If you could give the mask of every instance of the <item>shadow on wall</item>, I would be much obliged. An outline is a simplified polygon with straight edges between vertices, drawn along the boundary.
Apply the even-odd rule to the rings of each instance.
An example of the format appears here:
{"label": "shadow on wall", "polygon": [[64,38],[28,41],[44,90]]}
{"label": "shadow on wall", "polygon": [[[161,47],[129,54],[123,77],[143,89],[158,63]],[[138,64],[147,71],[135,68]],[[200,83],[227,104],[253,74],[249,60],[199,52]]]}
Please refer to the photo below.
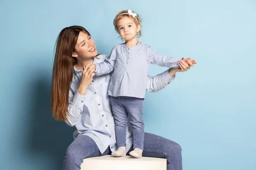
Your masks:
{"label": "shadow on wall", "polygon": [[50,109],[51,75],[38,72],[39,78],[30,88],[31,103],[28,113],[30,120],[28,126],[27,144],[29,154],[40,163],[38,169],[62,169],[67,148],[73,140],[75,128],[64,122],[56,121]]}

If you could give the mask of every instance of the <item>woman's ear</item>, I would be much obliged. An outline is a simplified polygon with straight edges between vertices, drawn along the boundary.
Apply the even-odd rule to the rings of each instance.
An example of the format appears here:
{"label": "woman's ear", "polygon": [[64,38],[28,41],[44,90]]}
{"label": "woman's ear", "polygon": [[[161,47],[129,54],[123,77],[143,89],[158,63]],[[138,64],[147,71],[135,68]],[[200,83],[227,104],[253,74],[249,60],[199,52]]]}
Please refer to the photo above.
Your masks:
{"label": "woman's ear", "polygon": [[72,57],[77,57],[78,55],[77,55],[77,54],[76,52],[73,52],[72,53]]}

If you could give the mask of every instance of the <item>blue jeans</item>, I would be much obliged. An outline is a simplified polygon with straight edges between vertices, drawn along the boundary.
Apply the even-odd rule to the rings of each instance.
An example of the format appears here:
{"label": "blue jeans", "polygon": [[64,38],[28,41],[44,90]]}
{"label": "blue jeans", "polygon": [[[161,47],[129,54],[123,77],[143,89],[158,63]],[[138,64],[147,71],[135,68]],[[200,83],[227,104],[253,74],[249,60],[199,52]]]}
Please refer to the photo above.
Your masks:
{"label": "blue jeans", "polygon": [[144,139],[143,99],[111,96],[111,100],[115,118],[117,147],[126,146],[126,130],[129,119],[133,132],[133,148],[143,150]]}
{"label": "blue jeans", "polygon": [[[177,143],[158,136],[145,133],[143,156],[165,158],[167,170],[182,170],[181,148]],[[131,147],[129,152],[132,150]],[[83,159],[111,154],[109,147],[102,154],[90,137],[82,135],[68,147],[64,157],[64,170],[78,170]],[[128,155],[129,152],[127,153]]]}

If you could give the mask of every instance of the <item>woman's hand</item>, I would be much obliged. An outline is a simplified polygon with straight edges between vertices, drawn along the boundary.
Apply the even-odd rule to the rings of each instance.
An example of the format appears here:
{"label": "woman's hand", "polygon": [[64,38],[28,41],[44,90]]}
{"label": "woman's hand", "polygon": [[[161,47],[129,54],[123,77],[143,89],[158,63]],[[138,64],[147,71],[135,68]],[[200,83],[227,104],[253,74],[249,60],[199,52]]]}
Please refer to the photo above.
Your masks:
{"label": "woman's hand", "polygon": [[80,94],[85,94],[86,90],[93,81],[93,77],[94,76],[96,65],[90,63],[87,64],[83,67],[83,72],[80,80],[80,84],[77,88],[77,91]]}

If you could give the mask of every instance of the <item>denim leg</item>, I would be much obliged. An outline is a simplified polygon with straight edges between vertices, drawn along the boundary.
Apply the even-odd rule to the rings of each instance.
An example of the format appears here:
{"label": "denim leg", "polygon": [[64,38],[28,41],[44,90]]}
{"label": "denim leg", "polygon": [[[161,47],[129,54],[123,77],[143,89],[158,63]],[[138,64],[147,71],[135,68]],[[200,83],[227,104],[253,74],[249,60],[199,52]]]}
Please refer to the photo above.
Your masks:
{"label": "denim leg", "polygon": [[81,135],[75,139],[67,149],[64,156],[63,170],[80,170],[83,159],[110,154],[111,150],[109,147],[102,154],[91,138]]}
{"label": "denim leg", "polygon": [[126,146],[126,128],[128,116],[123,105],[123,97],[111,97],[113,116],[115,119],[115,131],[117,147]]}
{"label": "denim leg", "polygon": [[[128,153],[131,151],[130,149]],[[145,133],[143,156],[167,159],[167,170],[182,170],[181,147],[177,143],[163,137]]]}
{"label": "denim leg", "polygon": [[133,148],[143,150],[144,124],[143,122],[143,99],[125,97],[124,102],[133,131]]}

· · · · · · ·

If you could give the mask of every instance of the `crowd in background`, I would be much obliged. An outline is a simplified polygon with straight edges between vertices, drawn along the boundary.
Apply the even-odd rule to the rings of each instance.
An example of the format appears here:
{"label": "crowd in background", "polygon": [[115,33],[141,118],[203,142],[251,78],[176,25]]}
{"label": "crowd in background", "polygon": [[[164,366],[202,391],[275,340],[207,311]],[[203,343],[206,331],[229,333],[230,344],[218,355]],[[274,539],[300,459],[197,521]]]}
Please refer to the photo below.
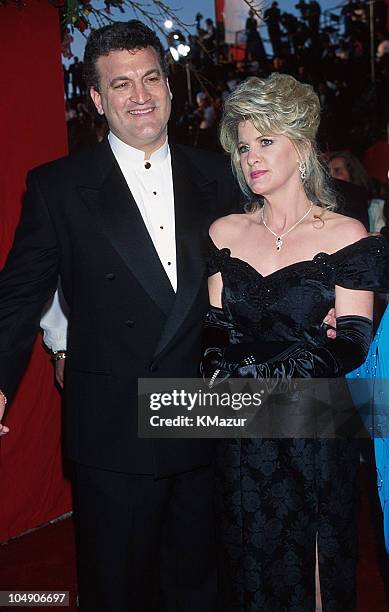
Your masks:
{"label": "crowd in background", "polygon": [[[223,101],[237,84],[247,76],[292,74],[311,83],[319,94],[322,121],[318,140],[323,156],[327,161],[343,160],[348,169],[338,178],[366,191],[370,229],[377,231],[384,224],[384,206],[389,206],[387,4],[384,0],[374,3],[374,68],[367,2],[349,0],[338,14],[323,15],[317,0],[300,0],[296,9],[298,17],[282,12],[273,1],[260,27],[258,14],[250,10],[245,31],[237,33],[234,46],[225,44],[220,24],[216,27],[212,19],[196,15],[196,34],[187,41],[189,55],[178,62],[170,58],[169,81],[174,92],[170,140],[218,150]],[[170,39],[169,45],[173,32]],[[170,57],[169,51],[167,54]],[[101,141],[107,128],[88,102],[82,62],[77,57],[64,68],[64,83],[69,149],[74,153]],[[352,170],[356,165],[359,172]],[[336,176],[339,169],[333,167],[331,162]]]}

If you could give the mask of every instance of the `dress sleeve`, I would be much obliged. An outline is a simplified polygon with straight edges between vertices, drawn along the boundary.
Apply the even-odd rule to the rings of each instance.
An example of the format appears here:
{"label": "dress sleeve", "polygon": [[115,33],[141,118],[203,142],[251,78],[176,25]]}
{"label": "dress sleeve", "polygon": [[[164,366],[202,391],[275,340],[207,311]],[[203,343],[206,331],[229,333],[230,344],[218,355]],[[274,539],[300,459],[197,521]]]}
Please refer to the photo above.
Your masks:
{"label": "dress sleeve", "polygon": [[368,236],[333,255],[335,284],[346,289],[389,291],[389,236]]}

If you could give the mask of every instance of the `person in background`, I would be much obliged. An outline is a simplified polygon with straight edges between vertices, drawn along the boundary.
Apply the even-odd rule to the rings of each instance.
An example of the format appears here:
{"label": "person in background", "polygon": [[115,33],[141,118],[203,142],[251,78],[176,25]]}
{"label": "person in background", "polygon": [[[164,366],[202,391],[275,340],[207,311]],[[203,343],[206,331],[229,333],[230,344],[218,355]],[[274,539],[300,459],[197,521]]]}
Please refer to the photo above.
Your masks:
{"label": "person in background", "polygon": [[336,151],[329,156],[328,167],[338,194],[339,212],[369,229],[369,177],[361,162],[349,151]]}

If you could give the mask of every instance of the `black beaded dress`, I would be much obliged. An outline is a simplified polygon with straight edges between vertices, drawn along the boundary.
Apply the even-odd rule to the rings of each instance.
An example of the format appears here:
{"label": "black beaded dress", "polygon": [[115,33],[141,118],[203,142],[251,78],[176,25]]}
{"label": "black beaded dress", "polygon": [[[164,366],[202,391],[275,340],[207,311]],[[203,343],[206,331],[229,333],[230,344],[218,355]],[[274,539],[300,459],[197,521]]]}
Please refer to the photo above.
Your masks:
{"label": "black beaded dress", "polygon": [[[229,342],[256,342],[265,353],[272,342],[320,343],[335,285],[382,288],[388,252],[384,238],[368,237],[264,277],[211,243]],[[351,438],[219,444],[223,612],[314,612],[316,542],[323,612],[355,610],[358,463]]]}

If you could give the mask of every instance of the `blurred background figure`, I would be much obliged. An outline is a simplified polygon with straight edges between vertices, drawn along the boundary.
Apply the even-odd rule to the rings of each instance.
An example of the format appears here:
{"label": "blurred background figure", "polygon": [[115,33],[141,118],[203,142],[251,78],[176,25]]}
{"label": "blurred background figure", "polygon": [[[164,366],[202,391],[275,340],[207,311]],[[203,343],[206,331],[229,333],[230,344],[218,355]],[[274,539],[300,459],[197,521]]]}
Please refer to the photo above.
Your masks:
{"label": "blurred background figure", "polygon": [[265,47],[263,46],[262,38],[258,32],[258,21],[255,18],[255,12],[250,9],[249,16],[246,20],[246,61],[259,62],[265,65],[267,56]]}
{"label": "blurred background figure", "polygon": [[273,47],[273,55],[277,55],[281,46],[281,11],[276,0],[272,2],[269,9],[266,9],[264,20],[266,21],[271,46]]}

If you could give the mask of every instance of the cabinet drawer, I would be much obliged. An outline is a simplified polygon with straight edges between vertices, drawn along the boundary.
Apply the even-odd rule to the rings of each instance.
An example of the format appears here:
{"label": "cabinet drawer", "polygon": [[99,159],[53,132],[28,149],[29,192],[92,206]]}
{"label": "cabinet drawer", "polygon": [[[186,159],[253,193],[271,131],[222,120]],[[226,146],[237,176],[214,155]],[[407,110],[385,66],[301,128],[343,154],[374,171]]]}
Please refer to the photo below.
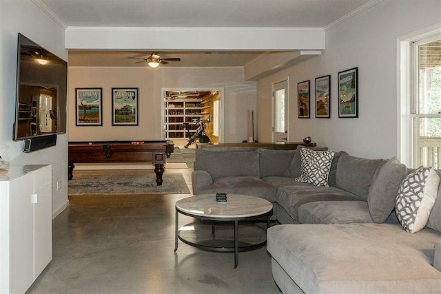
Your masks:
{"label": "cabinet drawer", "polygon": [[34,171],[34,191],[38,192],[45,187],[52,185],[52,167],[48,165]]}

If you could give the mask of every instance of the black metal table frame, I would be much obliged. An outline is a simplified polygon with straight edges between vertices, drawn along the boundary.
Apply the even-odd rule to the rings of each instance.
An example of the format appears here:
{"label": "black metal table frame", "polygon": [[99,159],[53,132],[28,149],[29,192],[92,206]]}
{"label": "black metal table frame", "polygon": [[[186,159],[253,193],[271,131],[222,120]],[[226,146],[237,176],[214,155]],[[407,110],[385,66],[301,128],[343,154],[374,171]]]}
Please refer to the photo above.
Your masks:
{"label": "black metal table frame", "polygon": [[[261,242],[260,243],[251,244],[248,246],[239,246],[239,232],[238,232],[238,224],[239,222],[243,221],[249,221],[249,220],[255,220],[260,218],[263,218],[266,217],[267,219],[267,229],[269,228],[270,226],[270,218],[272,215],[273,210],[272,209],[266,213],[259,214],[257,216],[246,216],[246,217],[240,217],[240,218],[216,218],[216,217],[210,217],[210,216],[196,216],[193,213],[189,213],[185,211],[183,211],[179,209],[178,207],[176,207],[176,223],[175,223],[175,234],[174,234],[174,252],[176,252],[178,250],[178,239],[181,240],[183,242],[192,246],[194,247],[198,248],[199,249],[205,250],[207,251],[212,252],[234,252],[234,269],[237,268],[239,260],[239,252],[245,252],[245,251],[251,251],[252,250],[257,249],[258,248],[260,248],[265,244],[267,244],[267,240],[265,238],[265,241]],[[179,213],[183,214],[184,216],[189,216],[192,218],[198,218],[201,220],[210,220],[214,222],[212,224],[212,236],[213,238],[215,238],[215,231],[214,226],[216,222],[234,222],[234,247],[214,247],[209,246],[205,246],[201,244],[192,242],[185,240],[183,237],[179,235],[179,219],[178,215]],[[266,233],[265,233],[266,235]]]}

· · · · · · ·

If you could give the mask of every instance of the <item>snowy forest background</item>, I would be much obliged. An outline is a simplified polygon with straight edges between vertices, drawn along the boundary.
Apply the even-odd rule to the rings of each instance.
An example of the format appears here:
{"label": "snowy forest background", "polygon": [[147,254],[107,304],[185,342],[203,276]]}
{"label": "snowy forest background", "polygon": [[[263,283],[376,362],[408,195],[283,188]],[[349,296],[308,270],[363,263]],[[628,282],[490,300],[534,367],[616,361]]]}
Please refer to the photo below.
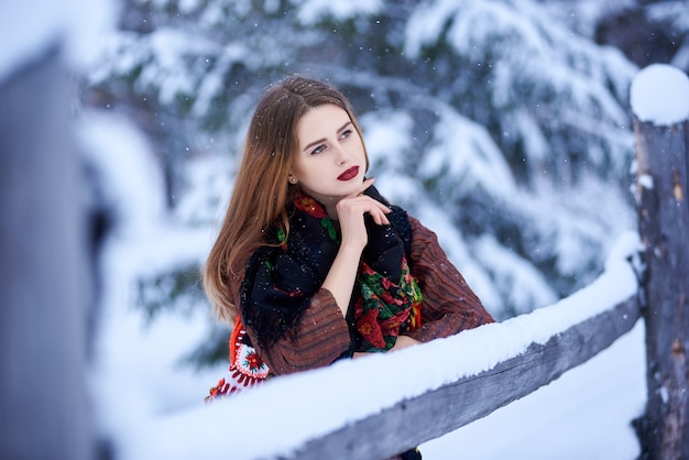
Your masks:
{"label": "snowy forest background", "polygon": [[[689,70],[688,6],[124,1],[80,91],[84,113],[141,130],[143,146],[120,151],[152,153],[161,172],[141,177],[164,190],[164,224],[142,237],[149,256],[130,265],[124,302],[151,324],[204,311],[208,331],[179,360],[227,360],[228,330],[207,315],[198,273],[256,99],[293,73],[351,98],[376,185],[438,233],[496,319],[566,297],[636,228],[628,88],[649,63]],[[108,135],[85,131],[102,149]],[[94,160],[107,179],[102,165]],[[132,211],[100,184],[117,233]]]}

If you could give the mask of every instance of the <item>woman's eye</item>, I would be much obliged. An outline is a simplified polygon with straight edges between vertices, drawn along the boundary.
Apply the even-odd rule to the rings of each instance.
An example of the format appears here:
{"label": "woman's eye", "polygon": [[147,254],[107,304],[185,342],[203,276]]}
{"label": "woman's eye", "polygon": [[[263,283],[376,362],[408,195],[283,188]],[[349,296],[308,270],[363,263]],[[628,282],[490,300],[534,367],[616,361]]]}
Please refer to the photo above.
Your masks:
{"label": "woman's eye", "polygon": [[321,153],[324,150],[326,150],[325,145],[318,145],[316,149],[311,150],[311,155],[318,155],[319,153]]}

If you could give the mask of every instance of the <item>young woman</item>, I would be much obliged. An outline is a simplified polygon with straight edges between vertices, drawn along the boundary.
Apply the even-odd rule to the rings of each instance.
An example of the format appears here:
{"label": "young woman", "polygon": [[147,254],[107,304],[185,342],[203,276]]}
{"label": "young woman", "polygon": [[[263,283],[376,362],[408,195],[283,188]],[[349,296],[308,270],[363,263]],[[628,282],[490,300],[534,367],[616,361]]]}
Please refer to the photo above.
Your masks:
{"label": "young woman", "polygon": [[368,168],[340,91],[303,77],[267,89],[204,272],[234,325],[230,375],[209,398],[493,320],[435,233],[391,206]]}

· · · · · · ·

Aim of the task -
Please state how many lines of the material above contain the word "young". Reply with the number alone.

Result -
4